JOB - Please rewrite every line of the records below as a numbered list, omitting the blank lines.

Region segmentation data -
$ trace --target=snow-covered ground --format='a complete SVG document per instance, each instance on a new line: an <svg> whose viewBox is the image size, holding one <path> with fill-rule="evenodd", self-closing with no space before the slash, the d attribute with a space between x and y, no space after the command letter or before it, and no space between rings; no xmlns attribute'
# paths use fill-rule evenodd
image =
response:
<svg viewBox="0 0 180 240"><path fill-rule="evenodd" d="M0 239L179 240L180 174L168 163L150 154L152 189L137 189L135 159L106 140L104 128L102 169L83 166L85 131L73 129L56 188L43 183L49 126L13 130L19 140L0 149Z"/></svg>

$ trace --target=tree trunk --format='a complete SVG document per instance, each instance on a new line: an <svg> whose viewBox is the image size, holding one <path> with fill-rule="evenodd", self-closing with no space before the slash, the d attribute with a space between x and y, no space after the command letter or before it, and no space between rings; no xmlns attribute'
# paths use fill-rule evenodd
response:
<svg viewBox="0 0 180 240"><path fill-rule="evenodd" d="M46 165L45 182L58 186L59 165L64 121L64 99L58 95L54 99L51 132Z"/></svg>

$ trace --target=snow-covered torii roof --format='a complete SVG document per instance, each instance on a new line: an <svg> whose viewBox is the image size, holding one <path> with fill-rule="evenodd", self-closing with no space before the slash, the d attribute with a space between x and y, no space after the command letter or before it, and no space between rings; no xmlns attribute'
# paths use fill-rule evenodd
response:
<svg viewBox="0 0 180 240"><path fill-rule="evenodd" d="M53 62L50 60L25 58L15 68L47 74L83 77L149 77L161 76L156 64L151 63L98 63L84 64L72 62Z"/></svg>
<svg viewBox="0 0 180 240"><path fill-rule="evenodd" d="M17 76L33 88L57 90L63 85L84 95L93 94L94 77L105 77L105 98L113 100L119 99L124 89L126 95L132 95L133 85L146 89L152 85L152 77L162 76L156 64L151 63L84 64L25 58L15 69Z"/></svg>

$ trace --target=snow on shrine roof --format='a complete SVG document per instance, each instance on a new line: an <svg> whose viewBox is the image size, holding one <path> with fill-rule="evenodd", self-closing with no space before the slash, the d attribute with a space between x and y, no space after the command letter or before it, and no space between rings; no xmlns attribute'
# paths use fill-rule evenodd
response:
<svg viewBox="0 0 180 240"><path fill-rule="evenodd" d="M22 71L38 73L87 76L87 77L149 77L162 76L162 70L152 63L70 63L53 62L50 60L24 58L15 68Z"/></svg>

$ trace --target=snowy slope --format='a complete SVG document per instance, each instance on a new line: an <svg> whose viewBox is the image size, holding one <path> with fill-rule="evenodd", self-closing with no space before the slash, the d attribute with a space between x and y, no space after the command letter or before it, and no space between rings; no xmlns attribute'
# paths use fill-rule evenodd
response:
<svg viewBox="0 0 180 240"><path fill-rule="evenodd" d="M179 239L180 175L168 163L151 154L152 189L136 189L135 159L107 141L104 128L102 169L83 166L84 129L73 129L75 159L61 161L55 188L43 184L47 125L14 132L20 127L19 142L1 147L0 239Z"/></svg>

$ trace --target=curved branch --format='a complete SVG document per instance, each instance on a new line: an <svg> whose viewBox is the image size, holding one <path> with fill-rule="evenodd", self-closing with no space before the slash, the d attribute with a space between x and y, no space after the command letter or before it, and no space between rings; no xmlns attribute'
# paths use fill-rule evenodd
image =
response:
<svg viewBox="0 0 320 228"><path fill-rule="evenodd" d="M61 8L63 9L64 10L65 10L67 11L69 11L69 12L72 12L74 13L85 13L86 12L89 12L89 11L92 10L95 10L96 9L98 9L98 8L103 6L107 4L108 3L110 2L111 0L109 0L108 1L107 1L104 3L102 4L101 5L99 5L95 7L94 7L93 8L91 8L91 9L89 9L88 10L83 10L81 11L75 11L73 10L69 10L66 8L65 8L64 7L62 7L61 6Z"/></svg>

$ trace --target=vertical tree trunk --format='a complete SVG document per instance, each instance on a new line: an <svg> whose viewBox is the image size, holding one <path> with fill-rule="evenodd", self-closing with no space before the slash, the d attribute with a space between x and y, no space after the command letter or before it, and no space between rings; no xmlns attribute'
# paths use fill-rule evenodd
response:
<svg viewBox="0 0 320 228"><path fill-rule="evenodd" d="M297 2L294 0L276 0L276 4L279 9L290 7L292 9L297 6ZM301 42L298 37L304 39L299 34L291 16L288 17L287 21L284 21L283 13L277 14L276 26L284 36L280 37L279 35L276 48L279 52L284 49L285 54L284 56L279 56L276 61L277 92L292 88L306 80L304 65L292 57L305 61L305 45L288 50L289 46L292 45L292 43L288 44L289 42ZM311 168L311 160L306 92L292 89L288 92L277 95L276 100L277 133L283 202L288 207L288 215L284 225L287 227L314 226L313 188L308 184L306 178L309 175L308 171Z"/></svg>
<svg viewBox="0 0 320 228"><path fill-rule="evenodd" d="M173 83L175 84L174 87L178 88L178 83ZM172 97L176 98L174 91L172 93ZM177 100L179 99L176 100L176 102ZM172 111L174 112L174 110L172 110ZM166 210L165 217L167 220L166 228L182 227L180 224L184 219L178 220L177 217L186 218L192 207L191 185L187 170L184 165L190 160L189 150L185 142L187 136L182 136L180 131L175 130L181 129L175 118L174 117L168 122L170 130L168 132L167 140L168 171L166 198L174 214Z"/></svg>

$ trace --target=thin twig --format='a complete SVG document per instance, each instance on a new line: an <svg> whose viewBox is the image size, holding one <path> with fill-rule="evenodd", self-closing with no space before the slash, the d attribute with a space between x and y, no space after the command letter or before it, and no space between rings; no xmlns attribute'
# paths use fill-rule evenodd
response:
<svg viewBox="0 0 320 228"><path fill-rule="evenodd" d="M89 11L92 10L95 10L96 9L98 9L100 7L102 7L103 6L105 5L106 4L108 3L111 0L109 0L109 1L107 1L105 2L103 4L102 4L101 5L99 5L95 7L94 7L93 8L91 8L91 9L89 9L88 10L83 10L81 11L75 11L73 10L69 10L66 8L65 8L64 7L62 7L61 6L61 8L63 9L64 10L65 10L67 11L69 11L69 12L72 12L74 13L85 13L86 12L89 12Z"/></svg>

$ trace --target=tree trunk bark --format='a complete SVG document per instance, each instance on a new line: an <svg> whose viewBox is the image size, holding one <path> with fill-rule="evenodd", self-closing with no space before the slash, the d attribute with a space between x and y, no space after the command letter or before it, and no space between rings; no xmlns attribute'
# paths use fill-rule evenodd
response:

SOLUTION -
1. $ trace --target=snow-covered ground --format='a complete SVG document per instance, each instance on a new line: an <svg> whose viewBox is the image size, holding one <path> with fill-rule="evenodd", self-closing with no space before the slash, the d attribute with a space between x and y, no space after the command letter or before it, and no space between rings; no xmlns attribute'
2. # paths use fill-rule evenodd
3. image =
4. response:
5. <svg viewBox="0 0 180 240"><path fill-rule="evenodd" d="M0 239L179 240L180 174L168 163L150 154L152 189L137 189L135 159L106 140L104 128L102 169L83 166L85 131L73 129L56 188L43 183L49 126L13 130L19 140L0 149Z"/></svg>
6. $ trace --target=tree trunk --format='a complete SVG document per instance, each instance on a new line: an <svg> whose viewBox is the image size, holding one <path> with fill-rule="evenodd", self-closing with no space before the slash, the d attribute with a space between x and y, no space after the command letter or before it, and no space between rings; no xmlns attribute'
7. # paths use fill-rule evenodd
8. response:
9. <svg viewBox="0 0 180 240"><path fill-rule="evenodd" d="M46 165L45 182L58 186L59 165L64 121L64 99L58 95L54 99L51 132Z"/></svg>
10. $ trace --target=snow-covered torii roof --format='a complete SVG document per instance, each instance on a new line: an <svg> whose viewBox is the image size, holding one <path> with fill-rule="evenodd", self-closing with no space before the slash, the d attribute with a space between x and y, no space after the command letter or before it, and no space between rings; no xmlns attribute'
11. # paths use fill-rule evenodd
12. response:
13. <svg viewBox="0 0 180 240"><path fill-rule="evenodd" d="M53 62L50 60L25 58L15 68L47 74L83 77L149 77L161 76L156 64L151 63L98 63L84 64L72 62Z"/></svg>
14. <svg viewBox="0 0 180 240"><path fill-rule="evenodd" d="M17 76L33 88L57 90L63 85L84 95L93 94L94 77L105 77L105 98L113 100L119 99L124 89L126 95L132 95L133 85L146 89L152 85L152 77L162 76L156 64L151 63L84 64L25 58L15 69Z"/></svg>
15. $ trace --target=snow on shrine roof --format='a complete SVG document per instance, each instance on a new line: an <svg> whose viewBox is the image size, holding one <path> with fill-rule="evenodd", self-closing with no space before the slash, the d attribute with a space between x and y, no space after the command letter or before it, and no space between rings; no xmlns attribute'
16. # paths use fill-rule evenodd
17. response:
18. <svg viewBox="0 0 180 240"><path fill-rule="evenodd" d="M22 71L38 73L87 76L87 77L149 77L162 76L162 70L152 63L70 63L53 62L50 60L24 58L15 68Z"/></svg>
19. $ trace --target=snowy slope --format='a complete SVG document per instance, each instance on a new line: an <svg> whose viewBox is the image size, holding one <path> with fill-rule="evenodd", self-closing with no space before the slash, the d attribute with a space between x and y, no space after the command letter or before it, and no space between rings; no xmlns attribute'
20. # paths use fill-rule evenodd
21. response:
22. <svg viewBox="0 0 180 240"><path fill-rule="evenodd" d="M179 239L180 175L168 163L151 154L152 189L136 189L135 159L107 141L104 128L102 169L83 166L84 129L73 129L75 159L61 161L55 188L43 184L47 125L14 132L20 127L19 142L1 147L0 239Z"/></svg>
23. $ trace --target=curved branch --format='a complete SVG document per instance, each instance on a new line: an <svg> whose viewBox is the image size, holding one <path> with fill-rule="evenodd", self-closing with no space before the slash, the d attribute with a space between x and y, no space after the command letter or before it, and no space between rings; no xmlns attribute'
24. # paths use fill-rule evenodd
25. image =
26. response:
27. <svg viewBox="0 0 320 228"><path fill-rule="evenodd" d="M61 8L63 9L64 10L65 10L67 11L69 11L69 12L72 12L74 13L85 13L86 12L89 12L89 11L92 10L95 10L96 9L98 9L98 8L103 6L107 4L108 3L110 2L111 0L109 0L108 1L107 1L104 3L102 4L101 5L99 5L95 7L94 7L93 8L91 8L91 9L89 9L88 10L83 10L81 11L75 11L73 10L69 10L66 8L65 8L64 7L62 7L61 6Z"/></svg>
28. $ trace --target=vertical tree trunk --format='a complete SVG document per instance, each instance on a new line: an <svg> whose viewBox is the image size, holding one <path> with fill-rule="evenodd", self-closing with no space before the slash, the d attribute with a space between x and y, no space after the command letter or before it, and no space between rings; no xmlns attribute'
29. # paths use fill-rule evenodd
30. response:
31. <svg viewBox="0 0 320 228"><path fill-rule="evenodd" d="M297 2L294 0L276 0L276 4L279 9L290 7L292 9L297 6ZM301 42L298 37L304 39L299 34L291 16L288 17L287 21L284 21L283 13L277 14L276 26L284 36L280 37L279 35L276 48L279 52L284 49L285 54L284 56L279 56L276 61L277 92L292 88L306 80L304 65L292 57L305 61L305 45L288 50L289 46L292 45L292 43L288 44L289 42ZM311 168L311 160L306 92L292 89L288 92L277 95L276 100L277 133L283 202L288 207L288 215L284 225L287 227L314 226L313 188L308 184L306 178L309 175L308 171Z"/></svg>
32. <svg viewBox="0 0 320 228"><path fill-rule="evenodd" d="M173 83L175 84L174 87L178 88L178 83ZM172 97L176 98L174 91L172 93ZM177 100L179 99L176 100L176 102ZM172 111L174 112L174 110L172 110ZM166 210L165 217L167 220L166 228L182 227L180 224L184 219L178 220L177 217L186 218L192 207L191 185L187 170L184 165L190 160L189 150L185 142L187 136L182 136L180 131L175 130L181 129L175 118L174 117L168 122L170 130L168 132L167 140L168 171L166 198L174 214Z"/></svg>
33. $ trace --target=thin twig --format='a complete SVG document per instance, each instance on a new line: an <svg> whose viewBox is the image size, holding one <path> with fill-rule="evenodd", self-closing with no space before the slash, the d attribute with a space between x and y, no space after the command letter or before it, and no space between rings; no xmlns attribute'
34. # paths use fill-rule evenodd
35. response:
36. <svg viewBox="0 0 320 228"><path fill-rule="evenodd" d="M89 11L92 10L95 10L96 9L98 9L100 7L102 7L103 6L105 5L106 4L108 3L111 0L109 0L109 1L107 1L105 2L103 4L102 4L101 5L99 5L95 7L94 7L93 8L91 8L91 9L89 9L88 10L83 10L81 11L75 11L73 10L69 10L66 8L65 8L64 7L62 7L61 6L61 8L63 9L64 10L65 10L67 11L69 11L69 12L72 12L74 13L85 13L86 12L89 12Z"/></svg>
37. $ trace --target=tree trunk bark --format='a complete SVG document per instance, each instance on a new line: an <svg> whose viewBox is the image size, holding one <path> with fill-rule="evenodd", self-closing with no space before the slash, the d attribute with a space between x and y, no space after the command letter or before it, and no space between rings; no xmlns attribute'
38. # paths use fill-rule evenodd
39. response:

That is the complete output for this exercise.